#### Brief:
Please write out, exactly as they appear, the line containing "the weathered stone" and every line after it to the end of the records, and nothing more.

#### Data for analysis:
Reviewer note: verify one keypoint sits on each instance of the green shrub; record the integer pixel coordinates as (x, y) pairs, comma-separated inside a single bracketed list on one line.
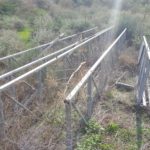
[(92, 139), (92, 127), (25, 34), (9, 42), (112, 128), (126, 135), (90, 142), (133, 25), (8, 7)]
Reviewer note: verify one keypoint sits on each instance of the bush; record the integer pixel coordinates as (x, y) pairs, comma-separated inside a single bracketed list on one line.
[(112, 128), (25, 34), (9, 42), (8, 7), (133, 25)]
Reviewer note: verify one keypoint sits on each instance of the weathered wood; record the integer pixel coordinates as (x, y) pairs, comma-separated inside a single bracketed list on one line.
[(2, 129), (68, 118)]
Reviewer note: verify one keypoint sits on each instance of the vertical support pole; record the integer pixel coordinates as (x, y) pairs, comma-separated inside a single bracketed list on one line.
[(64, 68), (40, 84), (89, 98), (13, 88), (68, 118), (2, 130)]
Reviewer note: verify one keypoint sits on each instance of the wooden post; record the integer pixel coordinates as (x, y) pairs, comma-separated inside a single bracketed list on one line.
[(68, 119), (89, 98), (2, 130)]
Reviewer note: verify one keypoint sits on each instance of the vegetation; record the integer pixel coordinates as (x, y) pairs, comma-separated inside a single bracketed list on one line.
[(26, 23)]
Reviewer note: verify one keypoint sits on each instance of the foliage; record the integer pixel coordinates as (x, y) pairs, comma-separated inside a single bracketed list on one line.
[(112, 128), (92, 140), (8, 7), (25, 34), (9, 42)]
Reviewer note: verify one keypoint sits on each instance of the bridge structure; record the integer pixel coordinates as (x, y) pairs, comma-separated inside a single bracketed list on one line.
[(143, 79), (98, 51)]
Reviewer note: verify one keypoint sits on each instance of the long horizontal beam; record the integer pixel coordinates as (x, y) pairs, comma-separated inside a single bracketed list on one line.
[(43, 46), (29, 73), (36, 61), (71, 36), (92, 69)]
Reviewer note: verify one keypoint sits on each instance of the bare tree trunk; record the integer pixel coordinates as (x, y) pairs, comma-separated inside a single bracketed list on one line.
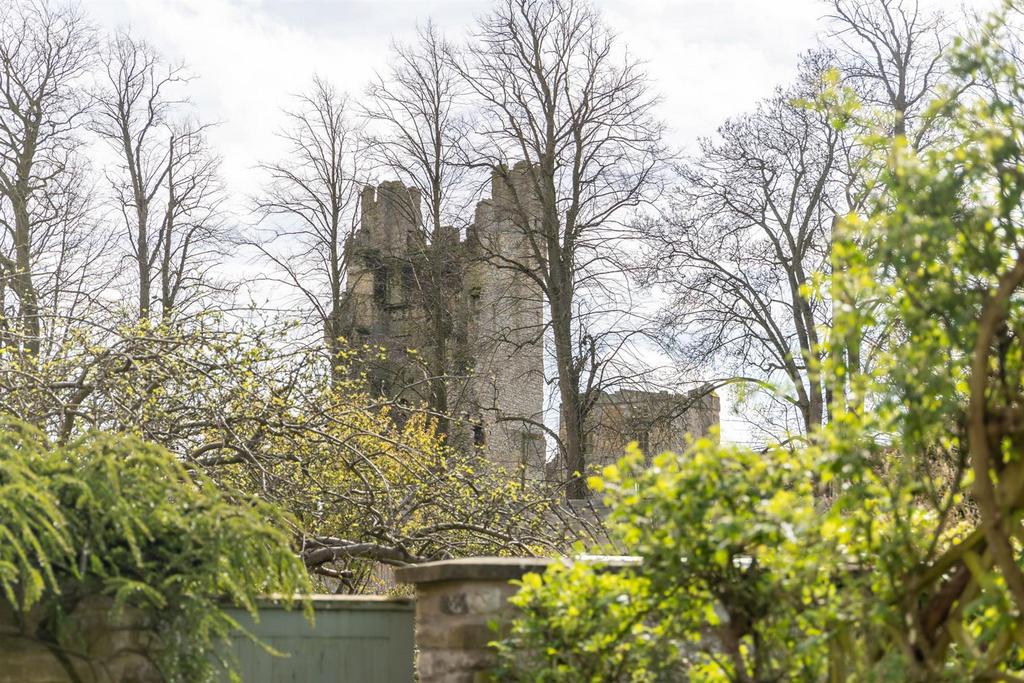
[(560, 95)]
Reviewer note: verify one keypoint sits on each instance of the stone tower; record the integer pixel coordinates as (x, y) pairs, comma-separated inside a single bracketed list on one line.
[(494, 357)]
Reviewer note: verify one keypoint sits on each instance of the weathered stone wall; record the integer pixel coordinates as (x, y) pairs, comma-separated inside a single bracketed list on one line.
[(656, 421), (112, 650), (457, 600)]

#### Exercise output:
Reviewer note: verify one keypoint sits on each instance of the weathered stone wall; record the integer pixel coordinates as (x, y) pairs, comma-separated inside a single bracketed list on one line.
[(656, 421), (112, 650), (457, 600)]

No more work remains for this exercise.